Coordinate annotation items

## Start

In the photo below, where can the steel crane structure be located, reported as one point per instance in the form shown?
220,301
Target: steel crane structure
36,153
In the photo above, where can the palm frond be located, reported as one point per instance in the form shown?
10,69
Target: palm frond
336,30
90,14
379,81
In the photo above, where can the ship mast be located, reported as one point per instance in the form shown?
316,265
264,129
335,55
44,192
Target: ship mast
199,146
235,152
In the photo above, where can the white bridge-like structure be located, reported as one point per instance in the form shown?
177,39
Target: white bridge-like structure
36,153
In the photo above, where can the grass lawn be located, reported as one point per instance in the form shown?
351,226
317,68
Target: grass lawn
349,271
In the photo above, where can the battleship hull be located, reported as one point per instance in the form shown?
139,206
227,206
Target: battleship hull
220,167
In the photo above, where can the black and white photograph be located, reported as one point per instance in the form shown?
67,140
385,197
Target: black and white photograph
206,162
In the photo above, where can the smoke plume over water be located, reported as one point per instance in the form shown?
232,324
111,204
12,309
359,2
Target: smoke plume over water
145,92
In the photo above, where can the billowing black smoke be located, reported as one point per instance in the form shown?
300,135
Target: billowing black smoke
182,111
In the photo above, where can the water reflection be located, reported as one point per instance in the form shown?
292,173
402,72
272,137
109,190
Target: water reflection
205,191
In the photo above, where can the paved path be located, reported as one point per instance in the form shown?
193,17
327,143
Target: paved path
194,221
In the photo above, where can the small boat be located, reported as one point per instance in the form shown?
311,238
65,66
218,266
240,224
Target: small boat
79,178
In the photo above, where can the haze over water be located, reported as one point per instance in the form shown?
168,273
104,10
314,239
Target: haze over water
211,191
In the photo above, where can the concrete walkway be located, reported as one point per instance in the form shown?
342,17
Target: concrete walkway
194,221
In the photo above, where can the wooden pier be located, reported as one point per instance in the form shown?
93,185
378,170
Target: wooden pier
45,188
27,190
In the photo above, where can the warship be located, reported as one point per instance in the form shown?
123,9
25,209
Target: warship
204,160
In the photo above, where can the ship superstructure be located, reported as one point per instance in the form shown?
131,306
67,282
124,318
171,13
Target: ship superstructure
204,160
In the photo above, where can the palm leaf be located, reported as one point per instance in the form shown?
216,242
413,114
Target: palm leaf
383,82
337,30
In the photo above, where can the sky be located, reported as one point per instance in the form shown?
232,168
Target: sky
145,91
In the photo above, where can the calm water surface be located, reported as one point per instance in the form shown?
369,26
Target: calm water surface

## End

> [Requirements] Please copy out, word for word, the lines starting with the one containing "In the photo above, where can the haze" and going on through the end of the items.

> [Reply to the task]
In the photo above, where can the haze over water be located, reported as one point per instance in the form shown?
168,273
104,10
314,239
Target: haze over water
211,191
In the photo above, where can the concrete walkway be located, reported as one point per instance in the form shown?
342,17
Target: concrete walkway
194,221
In the photo above, where can the wooden pier be located, reported as one point per instance in the form shown?
93,185
378,170
Target: wooden pier
45,188
27,190
In the photo above, where can the warship be located, reported as one point per instance in the form shown?
123,9
25,209
Target: warship
204,160
In the photo above, where can the ship superstructure be located, reported as one point per instance in the form shown?
131,306
67,282
124,318
171,13
Target: ship superstructure
204,160
In the photo above, where can the palm leaf be located, reported as one point per instance in the form shown?
216,242
413,114
Target: palm leaf
383,82
337,30
In the photo above, where can the sky be located, reported as one point per instance in the form shown?
232,168
Target: sky
145,91
In the photo above, where can the calm water surface be located, reported as one point per instance in the form shown?
369,26
Target: calm water surface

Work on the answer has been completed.